[Work item] Write the data below out exactly as it stands. Do not include the pictures.

[Start of section]

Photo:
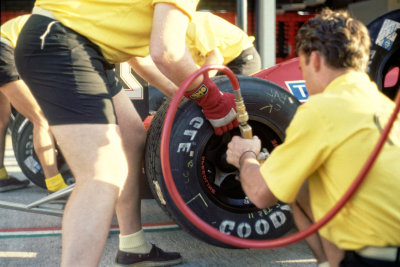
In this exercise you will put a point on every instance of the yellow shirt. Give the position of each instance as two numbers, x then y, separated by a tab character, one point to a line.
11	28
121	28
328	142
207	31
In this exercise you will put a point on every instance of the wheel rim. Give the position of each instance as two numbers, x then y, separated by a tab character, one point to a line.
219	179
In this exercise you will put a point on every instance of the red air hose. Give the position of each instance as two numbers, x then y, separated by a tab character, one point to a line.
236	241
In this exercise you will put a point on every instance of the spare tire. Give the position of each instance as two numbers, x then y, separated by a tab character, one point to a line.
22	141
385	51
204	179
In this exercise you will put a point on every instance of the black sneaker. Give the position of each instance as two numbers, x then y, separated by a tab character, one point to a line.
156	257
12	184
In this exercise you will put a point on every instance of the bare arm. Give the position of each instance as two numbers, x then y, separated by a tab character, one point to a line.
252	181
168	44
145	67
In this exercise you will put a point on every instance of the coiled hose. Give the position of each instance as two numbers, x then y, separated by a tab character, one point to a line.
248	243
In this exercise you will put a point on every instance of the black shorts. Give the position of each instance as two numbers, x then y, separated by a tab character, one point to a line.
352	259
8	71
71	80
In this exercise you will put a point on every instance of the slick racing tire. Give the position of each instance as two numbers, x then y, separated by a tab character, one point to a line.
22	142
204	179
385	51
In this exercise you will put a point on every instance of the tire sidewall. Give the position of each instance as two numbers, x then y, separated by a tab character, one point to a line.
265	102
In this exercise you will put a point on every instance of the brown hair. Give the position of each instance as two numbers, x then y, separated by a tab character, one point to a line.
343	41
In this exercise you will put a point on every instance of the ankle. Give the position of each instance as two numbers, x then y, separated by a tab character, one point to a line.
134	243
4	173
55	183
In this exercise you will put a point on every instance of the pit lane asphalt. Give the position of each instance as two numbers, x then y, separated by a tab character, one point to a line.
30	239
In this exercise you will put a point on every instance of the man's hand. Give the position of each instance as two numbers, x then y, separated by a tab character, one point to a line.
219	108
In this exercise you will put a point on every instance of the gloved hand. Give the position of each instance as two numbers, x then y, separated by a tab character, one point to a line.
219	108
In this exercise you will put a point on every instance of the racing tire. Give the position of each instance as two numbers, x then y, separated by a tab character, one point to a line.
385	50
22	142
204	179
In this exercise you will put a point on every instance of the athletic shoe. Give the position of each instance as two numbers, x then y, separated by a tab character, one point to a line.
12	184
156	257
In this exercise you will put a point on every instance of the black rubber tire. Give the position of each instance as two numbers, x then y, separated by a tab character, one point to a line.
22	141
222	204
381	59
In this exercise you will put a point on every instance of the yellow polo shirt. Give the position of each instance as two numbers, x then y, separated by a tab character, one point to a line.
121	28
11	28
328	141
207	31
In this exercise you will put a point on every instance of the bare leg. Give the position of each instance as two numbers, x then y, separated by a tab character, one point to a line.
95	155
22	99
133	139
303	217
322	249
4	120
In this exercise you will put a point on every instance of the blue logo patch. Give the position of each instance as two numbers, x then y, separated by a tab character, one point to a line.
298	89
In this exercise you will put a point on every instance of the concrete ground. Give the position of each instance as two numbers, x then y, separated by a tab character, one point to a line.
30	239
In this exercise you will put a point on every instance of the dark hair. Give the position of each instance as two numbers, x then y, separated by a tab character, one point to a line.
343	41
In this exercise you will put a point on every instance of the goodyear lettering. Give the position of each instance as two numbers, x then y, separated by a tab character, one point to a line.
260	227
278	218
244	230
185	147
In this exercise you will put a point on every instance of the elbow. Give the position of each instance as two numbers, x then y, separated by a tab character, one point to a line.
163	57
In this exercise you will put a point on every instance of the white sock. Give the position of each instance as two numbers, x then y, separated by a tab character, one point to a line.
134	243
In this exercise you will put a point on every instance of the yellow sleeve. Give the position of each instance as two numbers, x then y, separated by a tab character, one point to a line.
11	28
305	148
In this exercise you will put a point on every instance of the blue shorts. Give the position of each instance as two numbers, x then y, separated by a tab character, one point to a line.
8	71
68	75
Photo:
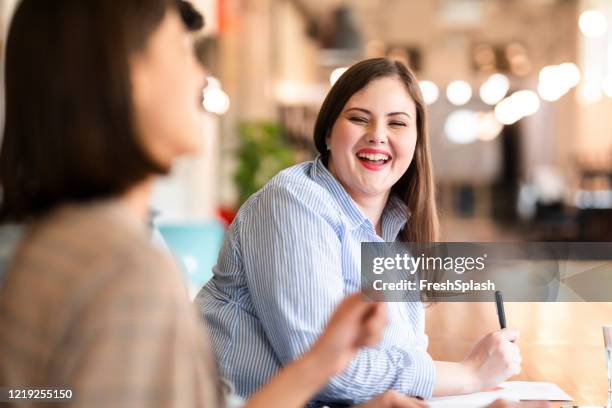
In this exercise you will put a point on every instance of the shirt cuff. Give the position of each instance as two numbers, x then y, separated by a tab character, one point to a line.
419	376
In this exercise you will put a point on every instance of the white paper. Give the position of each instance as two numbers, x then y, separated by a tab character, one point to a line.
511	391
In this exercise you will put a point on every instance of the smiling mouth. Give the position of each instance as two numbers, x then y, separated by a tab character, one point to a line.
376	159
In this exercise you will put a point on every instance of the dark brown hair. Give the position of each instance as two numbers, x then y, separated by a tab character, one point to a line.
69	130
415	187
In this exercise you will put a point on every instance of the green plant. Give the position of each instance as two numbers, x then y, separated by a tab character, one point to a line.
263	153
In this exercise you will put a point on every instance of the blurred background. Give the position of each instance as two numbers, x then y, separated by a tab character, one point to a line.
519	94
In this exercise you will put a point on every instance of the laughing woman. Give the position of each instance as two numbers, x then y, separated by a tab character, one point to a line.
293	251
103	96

[End of section]

[Written reply]
Photo:
In this exercise you will put a point on every instance of the yellow shirt. Give the position of each instance as two numbers, x then y, separated by a tab character, one point to a line.
11	28
121	28
328	142
207	31
In this exercise you will put a point on every instance of the wheel rim. Give the position of each instance as two numbers, x then y, separated by a tab character, one point to a line.
219	179
In this exercise you will put a point on every instance of the red air hose. Give the position of each instance as two numbers, x then y, separated by a tab character, one point to a line.
236	241
In this exercise you will put a point on every instance of the spare tire. Give the position of each instance as two numbers, x then y, separated by a tab character, one point to a line.
22	141
385	51
204	179
In this exercise you will put a point on every instance of the black sneaker. Give the position of each instance as two numbers, x then y, separated by a tab character, one point to a line.
156	257
12	184
In this exercise you will put a point on every instance of the bare arm. Give the position of each instance as two numbers, x then y, separated by a tab character, one point to a line.
252	181
168	44
145	67
In this exercise you will put a point on every instance of the coiled hose. Give the position of each instance as two numbers, x then y, separated by a tab character, one point to a line.
248	243
In this exercise you will put a point on every instance of the black shorts. Give the position of each instance as two numbers, x then y, separated by a tab character, one point to a line.
352	259
8	71
71	80
In this exercise you will put a point on every instance of the slick racing tire. Give the position of each instance as two numbers, x then y, separated by a tab character, one point to a line.
22	142
204	179
385	51
In this exercise you will put a point on every instance of the tire sidewall. Give the position of each instance as two numbers, x then y, separated by a tab character, one point to a line.
265	102
In this exercise you will put a point on every instance of the brown hair. Give the position of each instance as two numbers, x then y, separated by a tab character, one point to a line.
343	41
In this exercise you will put a point on every instance of the ankle. Give the position of each instance as two numbers, x then y, separated by a tab character, one point to a line.
134	243
4	173
55	183
In this exercise you will put a point on every instance of the pit lane asphalt. Give the position of each instance as two numbers, x then y, separated by a tab character, one point to a line.
30	239
In this exercise you will put a point on every instance of the man's hand. Give the position of each instance as two numbers, x then y, separated by a tab character, one point to a line.
219	108
In this exercise you will put a point on every instance of the gloved hand. Give the position of each instance as two numbers, x then y, separated by a tab character, one point to a line.
219	108
In this exercise you will put a point on every instance of the racing tire. Give the position of each instance as two numbers, x then y, separated by a tab character, one point to a line.
385	50
22	142
204	179
In this exercise you will put a point on every instance of the athletic shoe. Give the position of each instance as two numbers, x then y, separated by a tab character, one point to a line.
12	184
156	257
In this exercise you will put a point on every instance of the black rubber tire. Give the position of each instance as two numbers, x then y, separated by a tab character, one point to a line.
22	141
222	204
381	59
In this exercise you will put a point on every instance of the yellow polo shirt. Give the position of each instance as two numbers, x then y, separated by a tab character, one point to a line.
121	28
11	28
328	141
207	31
In this exercise you will put a point on every instance of the bare leg. Give the position of each instance as two numbers, x then y, separated by a tab character, one point to a line.
95	155
22	99
133	139
303	217
322	249
4	120
In this exercise you will put a point on every instance of the blue logo patch. Give the position of each instance as two numbers, x then y, separated by a tab character, one point to a line.
298	89
In this exercise you will put a point on every instance of the concrete ground. Give the position of each instance as two numbers, x then y, separated by a tab character, one point to a line.
30	239
In this exercise you will put a point on every instance of the dark hair. Give the position of each instance as two numbers, x then y, separated by a tab character, one point to a line.
343	41
In this exercise you will put a point on every instance of the goodyear lettering. Give the position of each instance as two numbers, x then y, separated by a tab character, one point to a line.
260	227
278	218
244	230
185	147
In this exercise you will put a point on every instance of the elbow. Give the position of each instance as two numbers, x then y, separated by a tab character, one point to a line.
163	57
In this exercise you will put a point on every instance of the white sock. Give the position of each instance as two numbers, x then y, separated by a tab character, one point to a line.
134	243
In this exercise you will put a point on every instance of the yellow sleeve. Give the position of each instance as two numbers, x then y, separated by a tab character, one point to a line.
11	28
305	148
In this exercise you will put a point on every instance of the blue shorts. Give the position of each instance as two numbers, x then y, separated by a tab character, one point to a line.
8	71
68	75
Photo:
In this exercise you will put a point on every instance of the shirt cuff. Give the position of each instance as two numbers, x then y, separated by a tab character, one point to a line.
419	376
In this exercise you will put a point on every instance of the white paper. Give the position of each instance as two numbers, x then y, separated by a tab character, one point to a line.
511	391
In this exercise you will put a point on every instance of the smiling mouth. Give the position of each instance as two numbers, x then y, separated by a tab character, one point to a line.
376	159
In this exercise you will put a point on every instance of the dark brown hair. Give the position of each instance as two numbers, x then y, separated by a tab character, one point to a line.
69	130
415	187
In this exercise you will put a point on every instance of the green plant. Give the position of each instance as two numbers, x then y, separated by a tab character, one point to a line.
263	153
In this exercise you will put a point on every instance of the blurred background. Give the position of each instance as two numbers, x then y, separated by a tab character, one point to a line.
519	94
In this exercise you will put a point on every instance of the laughing woman. Give the position of each instance as two numbers, x then y, separated by a tab character, one point to a line.
293	251
103	96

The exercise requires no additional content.